___ TEXTO PROPORCIONADO

El poder de los medios y la autodefensa popular Por Aquiles Córdova

Ya a los clásicos de la izquierda mundial les preocupaba la indefensión de las masas en el terreno de la lucha ideológica, porque veían el poder propagandístico arrollador de las clases dominantes. Sin embargo, desde entonces (fines del siglo XIX y primera mitad del siglo XX) las cosas han empeorado radicalmente. Los medios masivos de comunicación, como se les conoce ahora, han multiplicado cientos de veces su capacidad de influir en la opinión de la gente: las “noticias”, los “análisis” y las opiniones de los profesionales de la información no sólo llegan a sus destinatarios casi en el instante mismo en que ocurren los sucesos, sino, además, no hay rincón del planeta, por apartado e incomunicado que se encuentre, que se mantenga fuera de su alcance; y la incorporación de recursos prácticamente irresistibles para el gran público como la imagen, el color y el señuelo de poder acceder a todas las maravillas artísticas y científicas del mundo con sólo apretar un botón, les han conferido una capacidad de penetración y una credibilidad que no soñaron siquiera las generaciones pasadas.

______

### INSTRUCCIONES DE LA TAREA
Según el texto sobre el poder de los medios, ¿en qué período situaban sus preocupaciones los clásicos de la izquierda mundial?

___ DATOS PROPORCIONADOS

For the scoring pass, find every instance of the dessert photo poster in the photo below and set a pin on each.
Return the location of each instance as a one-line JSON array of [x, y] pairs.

______

### SOLUCIÓN
A fines del siglo XIX y en la primera mitad del siglo XX.